**REQUIRED ACTIONS**
(1) According to the cicada passage, which tree in the front yard is essentially untouched by cicadas?
(2) Output the cicada passage from "I’m starting to" up to and including "I didn’t understand.", copying every word without change.

(PROVIDED PASSAGE begins)

There is a sort of wonder to them, if you can get past the mountains of discarded shells that crunch under your feet as you walk. For the past 17 years, as we’ve planted hostas in the garden and pulled up weeds and mowed the lawn, the cicadas were there. They emerge in this frenzy of survival, desperate for love, and for a few weeks take over the universe. They morph before our eyes — you can stand and watch the transformation as they shed their shells, one creature essentially becoming another.

You can tell which trees they favor – the bases are coated in cicadas, the thrumming from above head-splitting. Other trees – the smooth-trunked Japanese dogwood in our front yard – are essentially untouched. Some friends say they have no cicadas in their front yard, which they dug up a while back to reconfigure the front walk. Their backyard, like ours, is Cicada City.

We live near a big city park, in which we walk the old dog several times a day, because he’s in lock-down and banned from backyard cicada-snacking. In the park, which is full of trees, the hum is much quieter, the cicadas fewer — you can actually hear the birds.

I’m starting to wonder about cicada preferences. Why this tree, and not that one? When I see a newly-risen one staggering down the sidewalk, way later than all his friends, I wonder why that particular one was so slow. Sleeping in? Didn’t get the message? Less competition? Purple-haired teenage rebel?

I wonder what I could learn about cicadas and our ecosystem if I really studied up. If I took a deep dive into what I don’t know, I consider how astonished I’d likely be — embarrassed and unnerved by what was right before me and I didn’t understand.

(PROVIDED PASSAGE ends)
(EXTRACTED ENTRIES begins)

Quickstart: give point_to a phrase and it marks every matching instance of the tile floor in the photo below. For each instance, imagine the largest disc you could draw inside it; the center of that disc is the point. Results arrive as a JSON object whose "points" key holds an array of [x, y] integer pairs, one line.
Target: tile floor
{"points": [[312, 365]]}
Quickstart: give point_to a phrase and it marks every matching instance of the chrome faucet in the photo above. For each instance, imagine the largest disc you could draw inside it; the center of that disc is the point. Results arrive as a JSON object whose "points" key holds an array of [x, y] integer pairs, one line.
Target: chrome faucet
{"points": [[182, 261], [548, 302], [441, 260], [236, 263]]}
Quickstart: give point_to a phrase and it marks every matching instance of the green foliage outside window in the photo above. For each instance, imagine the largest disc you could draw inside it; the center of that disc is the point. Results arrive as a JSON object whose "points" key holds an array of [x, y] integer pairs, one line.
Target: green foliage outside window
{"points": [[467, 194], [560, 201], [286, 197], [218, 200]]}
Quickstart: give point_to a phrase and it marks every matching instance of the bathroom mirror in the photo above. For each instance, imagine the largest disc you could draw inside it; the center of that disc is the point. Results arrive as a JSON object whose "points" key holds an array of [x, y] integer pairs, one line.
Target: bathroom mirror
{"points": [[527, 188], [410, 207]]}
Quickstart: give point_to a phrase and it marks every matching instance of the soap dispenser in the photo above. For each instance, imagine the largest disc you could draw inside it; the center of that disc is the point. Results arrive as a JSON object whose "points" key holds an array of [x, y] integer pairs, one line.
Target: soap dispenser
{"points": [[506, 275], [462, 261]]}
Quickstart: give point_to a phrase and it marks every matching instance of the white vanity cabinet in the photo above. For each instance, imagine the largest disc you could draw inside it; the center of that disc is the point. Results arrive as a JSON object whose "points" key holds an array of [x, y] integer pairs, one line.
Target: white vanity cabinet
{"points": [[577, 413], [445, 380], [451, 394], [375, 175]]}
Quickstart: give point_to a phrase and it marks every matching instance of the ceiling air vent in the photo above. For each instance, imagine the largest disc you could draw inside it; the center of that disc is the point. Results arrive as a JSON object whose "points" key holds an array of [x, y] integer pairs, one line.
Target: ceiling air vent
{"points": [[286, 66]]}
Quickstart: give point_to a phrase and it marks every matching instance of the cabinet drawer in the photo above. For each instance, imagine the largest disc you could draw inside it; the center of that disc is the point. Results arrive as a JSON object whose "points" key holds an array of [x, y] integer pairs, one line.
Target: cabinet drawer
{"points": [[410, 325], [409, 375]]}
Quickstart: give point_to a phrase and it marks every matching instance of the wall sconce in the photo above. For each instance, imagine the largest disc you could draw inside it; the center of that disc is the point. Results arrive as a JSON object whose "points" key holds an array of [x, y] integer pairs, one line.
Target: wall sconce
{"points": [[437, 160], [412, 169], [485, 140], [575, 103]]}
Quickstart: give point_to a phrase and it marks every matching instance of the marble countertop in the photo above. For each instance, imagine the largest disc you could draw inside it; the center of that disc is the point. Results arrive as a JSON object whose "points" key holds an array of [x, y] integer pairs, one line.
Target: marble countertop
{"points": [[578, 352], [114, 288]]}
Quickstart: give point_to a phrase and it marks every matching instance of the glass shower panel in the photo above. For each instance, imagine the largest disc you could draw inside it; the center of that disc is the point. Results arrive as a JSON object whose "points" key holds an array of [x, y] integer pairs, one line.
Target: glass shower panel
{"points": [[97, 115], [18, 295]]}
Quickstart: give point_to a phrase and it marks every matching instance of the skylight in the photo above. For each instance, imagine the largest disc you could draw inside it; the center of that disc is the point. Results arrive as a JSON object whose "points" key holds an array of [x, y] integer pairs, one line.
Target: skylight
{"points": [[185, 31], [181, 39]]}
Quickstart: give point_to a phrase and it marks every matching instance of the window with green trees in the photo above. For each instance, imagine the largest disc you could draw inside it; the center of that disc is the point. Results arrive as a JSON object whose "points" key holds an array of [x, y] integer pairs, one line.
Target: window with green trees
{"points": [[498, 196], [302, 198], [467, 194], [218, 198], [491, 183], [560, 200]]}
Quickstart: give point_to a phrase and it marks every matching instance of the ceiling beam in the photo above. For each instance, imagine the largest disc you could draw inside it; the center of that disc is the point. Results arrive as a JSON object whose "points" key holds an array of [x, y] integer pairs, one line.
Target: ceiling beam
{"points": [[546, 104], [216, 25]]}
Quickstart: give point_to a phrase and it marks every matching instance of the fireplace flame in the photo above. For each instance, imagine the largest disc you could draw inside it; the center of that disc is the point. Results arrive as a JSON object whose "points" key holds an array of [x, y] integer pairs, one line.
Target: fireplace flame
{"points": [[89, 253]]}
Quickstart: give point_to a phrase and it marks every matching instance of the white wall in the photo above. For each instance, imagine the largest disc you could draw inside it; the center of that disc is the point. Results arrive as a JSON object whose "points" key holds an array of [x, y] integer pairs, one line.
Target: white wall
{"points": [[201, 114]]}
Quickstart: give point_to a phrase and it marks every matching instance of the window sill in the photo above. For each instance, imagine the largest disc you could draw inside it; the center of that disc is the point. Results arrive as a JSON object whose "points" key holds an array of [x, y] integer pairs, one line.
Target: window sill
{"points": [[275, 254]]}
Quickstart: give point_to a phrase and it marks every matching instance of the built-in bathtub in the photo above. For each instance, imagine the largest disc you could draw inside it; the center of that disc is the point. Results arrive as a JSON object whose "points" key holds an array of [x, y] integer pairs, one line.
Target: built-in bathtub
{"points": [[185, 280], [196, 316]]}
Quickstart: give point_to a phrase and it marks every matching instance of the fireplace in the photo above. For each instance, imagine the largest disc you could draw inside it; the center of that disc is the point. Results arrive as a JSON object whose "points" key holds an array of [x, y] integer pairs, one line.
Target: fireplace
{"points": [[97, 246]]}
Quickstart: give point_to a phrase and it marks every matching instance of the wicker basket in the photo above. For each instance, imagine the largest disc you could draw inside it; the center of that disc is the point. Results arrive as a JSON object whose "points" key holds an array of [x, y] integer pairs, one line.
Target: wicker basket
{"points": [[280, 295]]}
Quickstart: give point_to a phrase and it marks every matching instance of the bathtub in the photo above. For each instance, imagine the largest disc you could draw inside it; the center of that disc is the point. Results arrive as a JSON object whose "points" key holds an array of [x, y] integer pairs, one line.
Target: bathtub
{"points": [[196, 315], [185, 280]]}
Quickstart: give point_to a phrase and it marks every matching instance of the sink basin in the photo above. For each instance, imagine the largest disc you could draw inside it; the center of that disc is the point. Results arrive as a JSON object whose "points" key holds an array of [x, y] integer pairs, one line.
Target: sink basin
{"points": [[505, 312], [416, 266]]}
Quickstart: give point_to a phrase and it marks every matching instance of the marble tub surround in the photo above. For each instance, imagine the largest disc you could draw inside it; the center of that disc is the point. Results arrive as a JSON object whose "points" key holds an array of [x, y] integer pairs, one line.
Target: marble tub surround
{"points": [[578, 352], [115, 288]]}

(EXTRACTED ENTRIES ends)

**TASK-BY-TASK SOLUTIONS**
(1) The smooth-trunked Japanese dogwood.

(2)
I’m starting to wonder about cicada preferences. Why this tree, and not that one? When I see a newly-risen one staggering down the sidewalk, way later than all his friends, I wonder why that particular one was so slow. Sleeping in? Didn’t get the message? Less competition? Purple-haired teenage rebel?

I wonder what I could learn about cicadas and our ecosystem if I really studied up. If I took a deep dive into what I don’t know, I consider how astonished I’d likely be — embarrassed and unnerved by what was right before me and I didn’t understand.